| The problem |
Should a line in the entries below contain "boot", return that line.

| Exercise material |
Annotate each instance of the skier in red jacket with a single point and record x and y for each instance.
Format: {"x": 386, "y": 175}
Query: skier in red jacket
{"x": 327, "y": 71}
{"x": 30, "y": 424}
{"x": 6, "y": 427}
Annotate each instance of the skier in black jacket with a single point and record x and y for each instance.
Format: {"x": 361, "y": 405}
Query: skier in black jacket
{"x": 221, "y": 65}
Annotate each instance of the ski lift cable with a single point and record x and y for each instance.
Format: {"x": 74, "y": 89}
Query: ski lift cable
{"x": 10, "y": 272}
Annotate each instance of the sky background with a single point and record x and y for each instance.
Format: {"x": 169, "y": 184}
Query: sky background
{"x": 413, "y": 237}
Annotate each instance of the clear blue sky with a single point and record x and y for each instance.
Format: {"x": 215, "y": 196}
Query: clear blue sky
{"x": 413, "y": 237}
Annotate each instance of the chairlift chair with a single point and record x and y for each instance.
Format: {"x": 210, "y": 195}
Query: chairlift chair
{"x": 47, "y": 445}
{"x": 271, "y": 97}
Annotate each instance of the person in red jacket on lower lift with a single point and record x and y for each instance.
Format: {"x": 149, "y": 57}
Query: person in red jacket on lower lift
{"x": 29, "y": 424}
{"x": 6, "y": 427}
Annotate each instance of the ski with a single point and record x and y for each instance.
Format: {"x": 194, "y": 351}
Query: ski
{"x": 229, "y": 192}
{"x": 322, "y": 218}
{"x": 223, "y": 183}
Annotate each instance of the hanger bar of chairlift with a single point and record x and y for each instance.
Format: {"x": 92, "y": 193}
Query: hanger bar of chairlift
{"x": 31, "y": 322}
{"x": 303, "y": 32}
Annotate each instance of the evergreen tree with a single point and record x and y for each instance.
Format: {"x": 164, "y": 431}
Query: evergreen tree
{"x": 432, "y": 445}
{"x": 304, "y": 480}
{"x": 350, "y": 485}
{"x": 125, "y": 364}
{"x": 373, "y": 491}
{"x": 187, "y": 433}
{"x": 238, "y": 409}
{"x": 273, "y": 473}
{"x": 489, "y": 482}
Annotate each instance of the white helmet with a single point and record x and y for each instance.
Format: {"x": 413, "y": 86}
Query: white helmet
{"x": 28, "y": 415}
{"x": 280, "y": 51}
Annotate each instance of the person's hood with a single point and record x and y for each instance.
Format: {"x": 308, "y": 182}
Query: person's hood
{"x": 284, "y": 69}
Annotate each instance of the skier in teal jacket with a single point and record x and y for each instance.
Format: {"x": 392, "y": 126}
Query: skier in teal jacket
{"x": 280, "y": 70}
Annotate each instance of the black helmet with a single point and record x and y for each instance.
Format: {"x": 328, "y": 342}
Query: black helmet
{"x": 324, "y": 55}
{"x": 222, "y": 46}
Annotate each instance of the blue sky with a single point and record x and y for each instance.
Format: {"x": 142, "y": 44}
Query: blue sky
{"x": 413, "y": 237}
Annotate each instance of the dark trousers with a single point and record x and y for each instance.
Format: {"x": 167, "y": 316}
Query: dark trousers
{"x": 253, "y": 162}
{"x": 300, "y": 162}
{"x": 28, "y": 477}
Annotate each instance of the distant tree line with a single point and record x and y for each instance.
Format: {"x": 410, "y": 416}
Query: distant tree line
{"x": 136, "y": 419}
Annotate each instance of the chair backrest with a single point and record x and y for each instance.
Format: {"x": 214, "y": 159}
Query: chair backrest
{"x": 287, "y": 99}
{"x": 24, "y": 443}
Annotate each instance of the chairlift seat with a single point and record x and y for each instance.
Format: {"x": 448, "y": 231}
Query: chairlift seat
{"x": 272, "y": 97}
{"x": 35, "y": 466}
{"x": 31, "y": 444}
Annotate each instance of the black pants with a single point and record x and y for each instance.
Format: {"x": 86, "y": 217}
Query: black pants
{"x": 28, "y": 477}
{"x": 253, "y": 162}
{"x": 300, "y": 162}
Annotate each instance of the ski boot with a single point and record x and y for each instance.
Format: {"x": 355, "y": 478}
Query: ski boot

| Your solution |
Annotate each instance of the ski boot with a single point and record x and y for each instance.
Query: ski boot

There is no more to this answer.